Excerpts from a point labeling dataset:
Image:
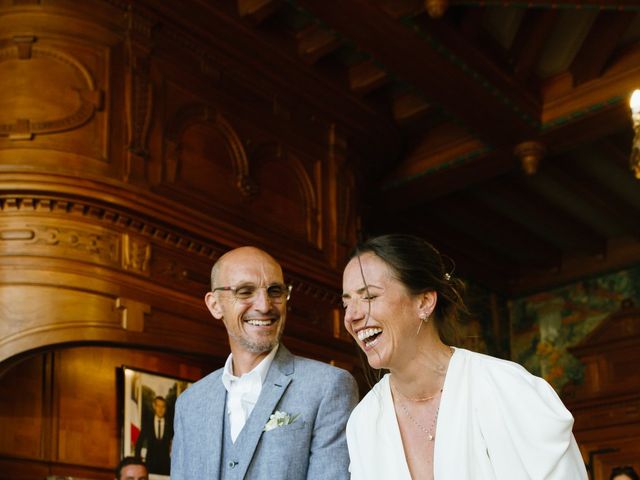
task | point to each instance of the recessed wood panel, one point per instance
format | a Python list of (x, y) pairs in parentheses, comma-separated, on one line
[(22, 419), (84, 405)]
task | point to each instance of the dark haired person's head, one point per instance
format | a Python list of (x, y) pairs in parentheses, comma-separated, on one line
[(419, 266), (624, 473), (399, 300), (159, 406), (131, 468)]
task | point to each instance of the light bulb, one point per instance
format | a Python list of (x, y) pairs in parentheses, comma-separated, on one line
[(634, 102)]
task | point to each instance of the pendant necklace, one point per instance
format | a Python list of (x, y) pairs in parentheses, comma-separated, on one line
[(430, 431)]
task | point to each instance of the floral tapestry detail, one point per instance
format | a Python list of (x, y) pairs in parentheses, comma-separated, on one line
[(546, 324)]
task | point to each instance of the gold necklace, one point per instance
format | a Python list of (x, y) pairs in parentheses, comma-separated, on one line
[(418, 400), (430, 432)]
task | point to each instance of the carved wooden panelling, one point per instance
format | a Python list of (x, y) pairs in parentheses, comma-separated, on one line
[(53, 93), (59, 411), (22, 420), (286, 198), (27, 310), (204, 155), (61, 239)]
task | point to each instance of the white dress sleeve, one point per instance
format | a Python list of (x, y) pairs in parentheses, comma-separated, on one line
[(525, 426)]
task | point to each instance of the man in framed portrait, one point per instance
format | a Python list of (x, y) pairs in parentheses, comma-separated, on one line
[(154, 442)]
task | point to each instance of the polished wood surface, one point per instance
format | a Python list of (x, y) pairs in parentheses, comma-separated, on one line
[(606, 406), (133, 153)]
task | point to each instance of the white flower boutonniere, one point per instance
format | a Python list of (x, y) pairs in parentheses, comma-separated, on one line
[(279, 419)]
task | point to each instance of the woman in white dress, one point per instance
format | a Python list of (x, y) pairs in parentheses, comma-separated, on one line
[(441, 413)]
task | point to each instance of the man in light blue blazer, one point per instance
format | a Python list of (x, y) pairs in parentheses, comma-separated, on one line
[(267, 414)]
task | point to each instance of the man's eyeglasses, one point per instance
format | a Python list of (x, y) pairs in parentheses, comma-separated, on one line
[(276, 292)]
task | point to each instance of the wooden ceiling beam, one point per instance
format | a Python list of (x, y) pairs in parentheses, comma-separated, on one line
[(597, 197), (600, 43), (471, 260), (408, 106), (552, 4), (489, 228), (514, 199), (528, 44), (315, 42), (257, 11), (366, 76), (422, 188), (491, 105)]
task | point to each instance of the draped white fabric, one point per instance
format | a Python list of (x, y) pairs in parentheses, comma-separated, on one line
[(496, 422)]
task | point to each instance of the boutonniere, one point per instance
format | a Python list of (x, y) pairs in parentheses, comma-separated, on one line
[(279, 419)]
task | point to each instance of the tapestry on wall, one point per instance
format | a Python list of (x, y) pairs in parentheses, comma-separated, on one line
[(546, 324)]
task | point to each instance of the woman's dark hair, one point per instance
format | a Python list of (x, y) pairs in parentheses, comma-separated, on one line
[(420, 268), (626, 470)]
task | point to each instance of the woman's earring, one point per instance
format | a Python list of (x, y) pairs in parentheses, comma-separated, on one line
[(424, 318)]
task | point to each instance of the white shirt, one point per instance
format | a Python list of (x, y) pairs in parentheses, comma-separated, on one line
[(158, 426), (496, 422), (243, 392)]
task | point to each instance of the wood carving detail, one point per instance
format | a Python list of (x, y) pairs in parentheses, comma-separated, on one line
[(106, 247), (139, 94), (201, 114), (136, 254), (70, 241), (25, 68)]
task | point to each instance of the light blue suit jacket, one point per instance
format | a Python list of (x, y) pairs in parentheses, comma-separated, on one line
[(312, 447)]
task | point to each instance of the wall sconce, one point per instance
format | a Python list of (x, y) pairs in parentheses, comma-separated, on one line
[(634, 160)]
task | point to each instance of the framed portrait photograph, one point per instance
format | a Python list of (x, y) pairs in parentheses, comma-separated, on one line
[(148, 409)]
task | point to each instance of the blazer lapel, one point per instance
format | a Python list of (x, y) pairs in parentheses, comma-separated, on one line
[(278, 379), (214, 409)]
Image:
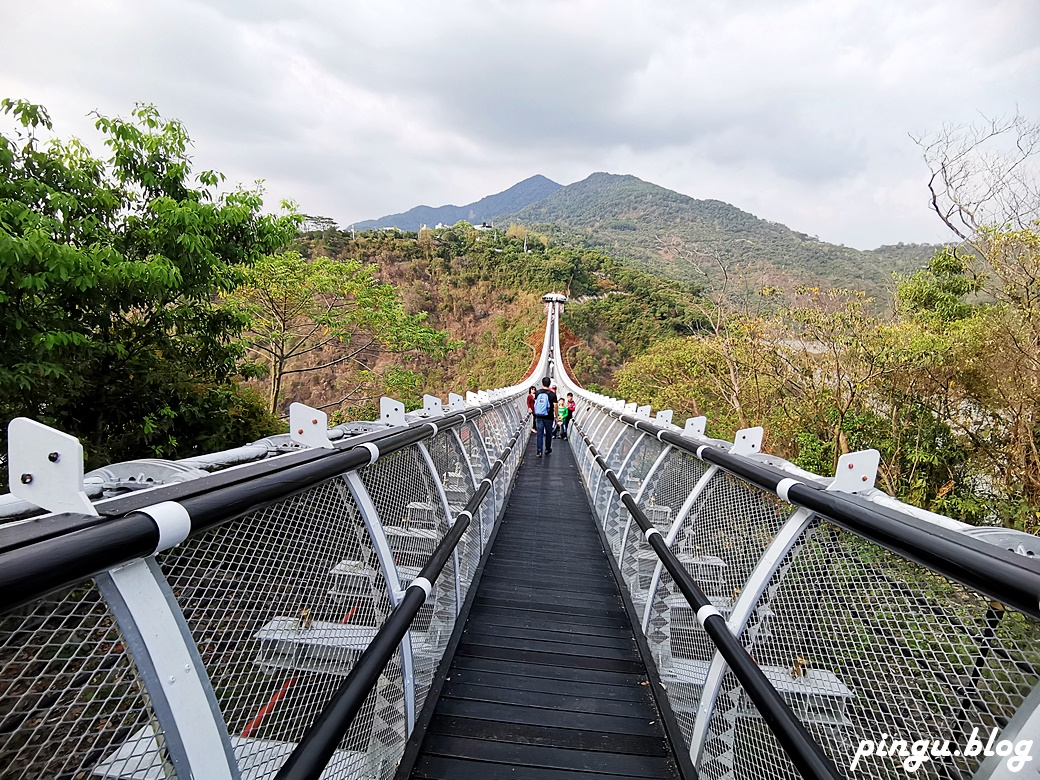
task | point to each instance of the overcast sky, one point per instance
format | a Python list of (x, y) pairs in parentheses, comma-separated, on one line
[(796, 110)]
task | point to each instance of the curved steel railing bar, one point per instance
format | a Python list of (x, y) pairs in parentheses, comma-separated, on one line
[(802, 749), (34, 568), (311, 756), (1003, 575)]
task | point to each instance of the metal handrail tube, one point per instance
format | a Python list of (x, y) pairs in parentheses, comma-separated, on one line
[(801, 748), (312, 754), (1003, 575), (58, 561)]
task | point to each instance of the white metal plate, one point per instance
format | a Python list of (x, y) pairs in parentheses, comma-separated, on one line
[(309, 426), (46, 467)]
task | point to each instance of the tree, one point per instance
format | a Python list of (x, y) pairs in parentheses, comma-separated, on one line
[(108, 275), (985, 185), (314, 315)]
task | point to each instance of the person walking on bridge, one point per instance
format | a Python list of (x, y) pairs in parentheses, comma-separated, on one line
[(530, 407), (545, 416)]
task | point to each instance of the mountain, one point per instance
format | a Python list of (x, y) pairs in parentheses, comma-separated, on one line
[(689, 239), (514, 199)]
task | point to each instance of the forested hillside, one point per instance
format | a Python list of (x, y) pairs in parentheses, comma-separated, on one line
[(684, 238), (485, 290)]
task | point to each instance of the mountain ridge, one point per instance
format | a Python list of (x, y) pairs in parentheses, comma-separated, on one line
[(677, 236), (519, 196), (711, 241)]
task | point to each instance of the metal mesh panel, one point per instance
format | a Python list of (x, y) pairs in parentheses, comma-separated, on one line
[(862, 644), (399, 484), (661, 500), (452, 472), (69, 690), (477, 457), (625, 438), (640, 461), (720, 543), (281, 604)]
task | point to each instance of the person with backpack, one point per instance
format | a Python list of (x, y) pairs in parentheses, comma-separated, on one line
[(530, 407), (566, 421), (561, 430), (545, 415)]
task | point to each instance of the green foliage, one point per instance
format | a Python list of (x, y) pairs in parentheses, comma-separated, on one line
[(108, 273), (466, 278), (317, 314)]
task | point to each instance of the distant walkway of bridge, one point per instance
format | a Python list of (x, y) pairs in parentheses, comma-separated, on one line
[(547, 680)]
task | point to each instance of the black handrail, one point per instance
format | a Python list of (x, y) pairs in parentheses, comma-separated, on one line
[(803, 750), (311, 756), (1001, 574), (29, 571)]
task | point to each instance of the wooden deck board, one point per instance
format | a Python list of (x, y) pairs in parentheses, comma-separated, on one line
[(546, 680)]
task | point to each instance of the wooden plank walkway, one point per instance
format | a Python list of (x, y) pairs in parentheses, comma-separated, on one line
[(547, 680)]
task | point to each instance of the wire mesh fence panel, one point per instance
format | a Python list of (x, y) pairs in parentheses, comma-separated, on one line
[(281, 603), (661, 500), (616, 457), (632, 474), (70, 695), (490, 435), (452, 472), (478, 461), (398, 484), (862, 645), (720, 542)]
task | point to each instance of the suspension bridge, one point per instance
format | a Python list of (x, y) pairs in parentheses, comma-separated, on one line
[(418, 596)]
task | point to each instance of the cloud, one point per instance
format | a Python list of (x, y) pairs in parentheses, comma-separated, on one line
[(798, 110)]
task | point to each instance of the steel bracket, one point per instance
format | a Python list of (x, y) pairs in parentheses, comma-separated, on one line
[(391, 412), (856, 472), (748, 441), (46, 467), (309, 426)]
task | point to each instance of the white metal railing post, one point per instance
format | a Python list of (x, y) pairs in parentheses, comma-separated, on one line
[(432, 467), (793, 533), (639, 497), (384, 555), (677, 523), (164, 652)]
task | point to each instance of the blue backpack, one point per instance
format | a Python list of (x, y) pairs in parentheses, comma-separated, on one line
[(542, 404)]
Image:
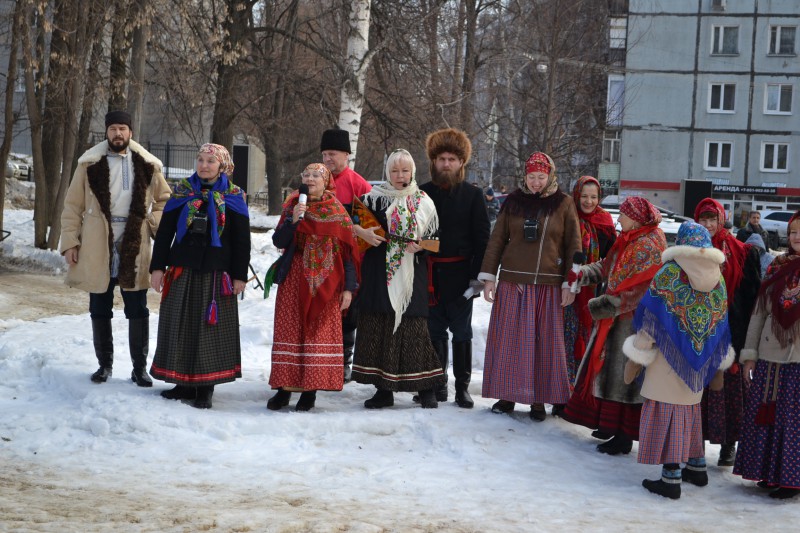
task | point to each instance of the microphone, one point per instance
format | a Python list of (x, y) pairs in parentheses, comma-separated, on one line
[(302, 199), (577, 260)]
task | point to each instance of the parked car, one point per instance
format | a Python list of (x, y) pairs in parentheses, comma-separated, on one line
[(776, 224)]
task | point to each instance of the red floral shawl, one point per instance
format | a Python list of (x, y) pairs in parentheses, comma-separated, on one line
[(780, 294), (598, 222), (735, 251), (327, 239), (631, 265)]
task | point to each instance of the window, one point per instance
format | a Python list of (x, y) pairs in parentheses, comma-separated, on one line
[(611, 145), (618, 31), (774, 157), (722, 98), (718, 155), (778, 99), (725, 40), (616, 100), (781, 40)]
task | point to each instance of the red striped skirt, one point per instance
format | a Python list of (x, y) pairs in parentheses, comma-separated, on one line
[(305, 359), (669, 433), (525, 354)]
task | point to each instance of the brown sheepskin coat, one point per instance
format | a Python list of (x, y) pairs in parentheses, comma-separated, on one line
[(86, 220)]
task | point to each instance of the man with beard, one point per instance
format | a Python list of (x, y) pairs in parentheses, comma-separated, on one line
[(111, 211), (463, 232), (335, 148)]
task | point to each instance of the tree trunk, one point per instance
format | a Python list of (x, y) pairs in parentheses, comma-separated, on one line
[(35, 119), (470, 65), (236, 27), (8, 107), (355, 77), (141, 36), (120, 48)]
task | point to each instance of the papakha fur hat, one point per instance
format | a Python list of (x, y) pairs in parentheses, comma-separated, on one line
[(449, 140)]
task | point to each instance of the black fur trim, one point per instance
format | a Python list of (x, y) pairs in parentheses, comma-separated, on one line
[(519, 204)]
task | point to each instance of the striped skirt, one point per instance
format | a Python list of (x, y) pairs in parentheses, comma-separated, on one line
[(525, 355), (189, 350), (400, 361), (669, 433), (305, 358), (723, 410), (772, 453)]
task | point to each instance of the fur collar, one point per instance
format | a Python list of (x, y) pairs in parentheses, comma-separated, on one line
[(93, 154)]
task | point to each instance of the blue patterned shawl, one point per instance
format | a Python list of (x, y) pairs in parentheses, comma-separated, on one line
[(690, 327), (190, 196)]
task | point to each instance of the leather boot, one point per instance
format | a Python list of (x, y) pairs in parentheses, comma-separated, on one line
[(427, 399), (139, 343), (203, 398), (383, 398), (279, 400), (180, 392), (307, 401), (462, 371), (348, 343), (103, 348), (440, 346)]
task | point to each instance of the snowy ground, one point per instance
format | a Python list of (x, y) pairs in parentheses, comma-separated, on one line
[(77, 456)]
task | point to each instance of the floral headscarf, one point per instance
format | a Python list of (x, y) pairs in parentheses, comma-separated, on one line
[(541, 162), (735, 251), (221, 154), (330, 184)]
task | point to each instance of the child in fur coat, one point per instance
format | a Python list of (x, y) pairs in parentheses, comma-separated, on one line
[(682, 337)]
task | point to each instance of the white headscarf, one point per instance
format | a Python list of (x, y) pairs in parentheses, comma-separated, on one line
[(410, 213)]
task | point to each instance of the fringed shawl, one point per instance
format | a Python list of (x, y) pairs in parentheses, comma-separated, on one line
[(690, 327), (780, 295), (410, 214), (190, 196), (327, 239)]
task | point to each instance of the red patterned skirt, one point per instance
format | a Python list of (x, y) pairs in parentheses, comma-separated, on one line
[(771, 453), (305, 358), (669, 433), (525, 354)]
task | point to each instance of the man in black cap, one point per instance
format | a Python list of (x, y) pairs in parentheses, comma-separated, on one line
[(111, 211), (335, 148)]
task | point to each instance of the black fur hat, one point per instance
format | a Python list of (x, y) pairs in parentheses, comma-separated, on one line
[(335, 139)]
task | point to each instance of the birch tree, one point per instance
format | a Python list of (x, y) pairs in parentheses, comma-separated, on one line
[(355, 72)]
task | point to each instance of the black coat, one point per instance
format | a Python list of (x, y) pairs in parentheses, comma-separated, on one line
[(195, 250), (463, 232), (373, 294)]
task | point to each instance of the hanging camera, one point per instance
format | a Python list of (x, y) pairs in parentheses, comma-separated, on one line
[(200, 223), (530, 229)]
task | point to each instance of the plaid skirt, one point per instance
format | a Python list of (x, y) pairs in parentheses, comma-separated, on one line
[(772, 453), (305, 358), (723, 410), (525, 355), (400, 361), (189, 350), (669, 433)]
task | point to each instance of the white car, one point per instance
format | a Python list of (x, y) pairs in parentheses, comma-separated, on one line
[(776, 223)]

* Direction *
Rewrite the entries starting at the line containing "task | point to each instance of the wall" and ending at the line containing "[(148, 409)]", swapping "wall sconce" for "wall lamp" and keeping everything else the same.

* Expected answer *
task | point to each instance of the wall lamp, one point per instance
format | a Python list of (x, y) pairs in parentheses, comma-separated, on one line
[(634, 160)]
task | point to each instance of the framed portrait photograph, one point per instance
format | a Python list of (x, y) pairs in parentheses, comma-separated, on one line
[(148, 409)]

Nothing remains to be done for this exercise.